* [Task objective] Please state how many lines of the data below contain the word "pile", offering nothing besides the number.

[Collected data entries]

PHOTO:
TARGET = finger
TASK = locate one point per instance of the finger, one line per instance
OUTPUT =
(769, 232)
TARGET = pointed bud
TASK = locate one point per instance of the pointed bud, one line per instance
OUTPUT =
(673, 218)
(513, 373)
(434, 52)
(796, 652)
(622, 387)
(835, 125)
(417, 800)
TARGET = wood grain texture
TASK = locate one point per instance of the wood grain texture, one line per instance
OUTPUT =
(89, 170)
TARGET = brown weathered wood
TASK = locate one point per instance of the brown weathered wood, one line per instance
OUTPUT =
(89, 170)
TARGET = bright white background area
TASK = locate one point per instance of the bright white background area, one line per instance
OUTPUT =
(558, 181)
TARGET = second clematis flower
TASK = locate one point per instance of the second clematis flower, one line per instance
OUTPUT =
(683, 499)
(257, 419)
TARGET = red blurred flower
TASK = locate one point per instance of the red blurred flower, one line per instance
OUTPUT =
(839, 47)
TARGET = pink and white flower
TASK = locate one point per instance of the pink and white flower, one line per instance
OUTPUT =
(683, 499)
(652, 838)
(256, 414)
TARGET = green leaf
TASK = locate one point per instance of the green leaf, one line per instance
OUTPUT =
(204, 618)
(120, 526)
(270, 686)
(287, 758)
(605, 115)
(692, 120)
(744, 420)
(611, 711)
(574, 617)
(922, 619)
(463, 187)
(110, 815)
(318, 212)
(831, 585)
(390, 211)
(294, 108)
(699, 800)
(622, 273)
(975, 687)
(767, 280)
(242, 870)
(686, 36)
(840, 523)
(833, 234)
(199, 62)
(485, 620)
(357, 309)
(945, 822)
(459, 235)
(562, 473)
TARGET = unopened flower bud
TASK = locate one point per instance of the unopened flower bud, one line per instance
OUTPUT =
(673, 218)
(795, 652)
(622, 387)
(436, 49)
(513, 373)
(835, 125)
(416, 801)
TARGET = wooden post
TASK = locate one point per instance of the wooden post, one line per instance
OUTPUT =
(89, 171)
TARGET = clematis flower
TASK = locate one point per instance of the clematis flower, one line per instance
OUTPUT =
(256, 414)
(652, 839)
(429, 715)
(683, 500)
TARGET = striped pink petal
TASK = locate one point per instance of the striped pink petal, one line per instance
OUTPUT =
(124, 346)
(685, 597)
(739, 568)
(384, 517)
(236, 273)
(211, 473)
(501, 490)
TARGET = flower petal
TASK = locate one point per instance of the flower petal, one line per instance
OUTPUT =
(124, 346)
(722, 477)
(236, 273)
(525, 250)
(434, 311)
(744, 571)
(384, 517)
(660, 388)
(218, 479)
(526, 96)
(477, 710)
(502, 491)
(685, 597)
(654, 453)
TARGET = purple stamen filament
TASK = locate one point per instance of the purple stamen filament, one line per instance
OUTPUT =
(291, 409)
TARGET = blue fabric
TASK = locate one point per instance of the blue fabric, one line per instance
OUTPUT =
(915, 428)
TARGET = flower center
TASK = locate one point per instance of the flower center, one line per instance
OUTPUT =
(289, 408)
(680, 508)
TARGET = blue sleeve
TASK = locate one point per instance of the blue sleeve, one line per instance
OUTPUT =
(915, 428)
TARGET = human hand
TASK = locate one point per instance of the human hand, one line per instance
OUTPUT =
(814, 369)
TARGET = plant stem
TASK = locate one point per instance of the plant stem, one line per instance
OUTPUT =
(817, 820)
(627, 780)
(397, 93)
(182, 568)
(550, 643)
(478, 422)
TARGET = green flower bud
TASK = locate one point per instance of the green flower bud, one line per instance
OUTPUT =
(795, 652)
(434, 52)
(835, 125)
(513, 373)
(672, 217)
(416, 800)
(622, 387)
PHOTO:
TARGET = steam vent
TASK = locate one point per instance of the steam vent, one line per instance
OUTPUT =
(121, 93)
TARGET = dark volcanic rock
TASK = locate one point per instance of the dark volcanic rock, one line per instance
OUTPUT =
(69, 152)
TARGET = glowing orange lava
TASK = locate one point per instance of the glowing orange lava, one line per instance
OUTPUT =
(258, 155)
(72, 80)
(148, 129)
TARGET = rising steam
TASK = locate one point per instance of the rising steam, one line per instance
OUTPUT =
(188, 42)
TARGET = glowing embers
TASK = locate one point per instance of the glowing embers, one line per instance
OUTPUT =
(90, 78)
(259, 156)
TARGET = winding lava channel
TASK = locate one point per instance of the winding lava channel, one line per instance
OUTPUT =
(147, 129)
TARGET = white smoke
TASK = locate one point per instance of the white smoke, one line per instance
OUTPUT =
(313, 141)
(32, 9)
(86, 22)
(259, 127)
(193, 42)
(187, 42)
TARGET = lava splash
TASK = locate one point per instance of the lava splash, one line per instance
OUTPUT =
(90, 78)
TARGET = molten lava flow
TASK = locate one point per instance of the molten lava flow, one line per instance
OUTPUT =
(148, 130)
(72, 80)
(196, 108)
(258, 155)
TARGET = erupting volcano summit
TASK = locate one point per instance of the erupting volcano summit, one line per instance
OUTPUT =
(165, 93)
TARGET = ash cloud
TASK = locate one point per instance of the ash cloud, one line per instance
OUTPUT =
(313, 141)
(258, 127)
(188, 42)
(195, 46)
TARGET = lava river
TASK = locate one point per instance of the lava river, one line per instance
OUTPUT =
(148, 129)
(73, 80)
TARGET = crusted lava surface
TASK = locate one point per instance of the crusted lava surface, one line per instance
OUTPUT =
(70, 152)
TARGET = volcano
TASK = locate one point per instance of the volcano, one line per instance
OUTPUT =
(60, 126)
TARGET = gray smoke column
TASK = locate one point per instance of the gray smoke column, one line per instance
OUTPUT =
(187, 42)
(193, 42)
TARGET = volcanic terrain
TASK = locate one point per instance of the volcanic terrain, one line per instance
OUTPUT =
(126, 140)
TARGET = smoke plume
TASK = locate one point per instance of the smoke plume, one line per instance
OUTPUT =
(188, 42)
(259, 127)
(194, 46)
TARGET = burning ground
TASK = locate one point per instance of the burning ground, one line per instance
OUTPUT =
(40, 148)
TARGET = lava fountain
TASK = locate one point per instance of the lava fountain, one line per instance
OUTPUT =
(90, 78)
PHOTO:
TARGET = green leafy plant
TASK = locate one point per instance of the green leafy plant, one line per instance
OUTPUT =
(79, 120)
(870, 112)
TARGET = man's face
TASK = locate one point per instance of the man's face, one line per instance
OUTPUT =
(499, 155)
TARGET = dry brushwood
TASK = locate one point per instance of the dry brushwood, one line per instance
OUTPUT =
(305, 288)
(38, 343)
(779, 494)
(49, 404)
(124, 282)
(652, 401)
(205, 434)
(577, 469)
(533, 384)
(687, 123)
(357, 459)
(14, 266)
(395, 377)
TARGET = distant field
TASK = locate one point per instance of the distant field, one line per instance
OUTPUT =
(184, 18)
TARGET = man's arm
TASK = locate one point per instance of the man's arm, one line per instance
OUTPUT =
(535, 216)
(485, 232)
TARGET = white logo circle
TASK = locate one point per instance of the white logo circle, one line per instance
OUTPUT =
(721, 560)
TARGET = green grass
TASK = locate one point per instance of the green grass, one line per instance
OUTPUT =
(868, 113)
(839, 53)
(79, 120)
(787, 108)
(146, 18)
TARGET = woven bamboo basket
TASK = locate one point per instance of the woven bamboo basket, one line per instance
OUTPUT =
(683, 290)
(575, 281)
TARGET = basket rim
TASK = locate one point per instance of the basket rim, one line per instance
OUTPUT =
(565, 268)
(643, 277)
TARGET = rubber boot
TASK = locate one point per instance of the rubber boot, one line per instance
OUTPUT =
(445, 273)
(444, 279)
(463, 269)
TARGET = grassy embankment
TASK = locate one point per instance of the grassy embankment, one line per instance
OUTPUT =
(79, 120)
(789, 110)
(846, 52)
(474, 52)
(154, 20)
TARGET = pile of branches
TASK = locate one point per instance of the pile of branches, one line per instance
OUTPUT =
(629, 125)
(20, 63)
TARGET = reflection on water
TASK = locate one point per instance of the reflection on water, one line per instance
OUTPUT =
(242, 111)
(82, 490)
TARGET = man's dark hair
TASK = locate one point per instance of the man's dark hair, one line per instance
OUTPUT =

* [Task result] 2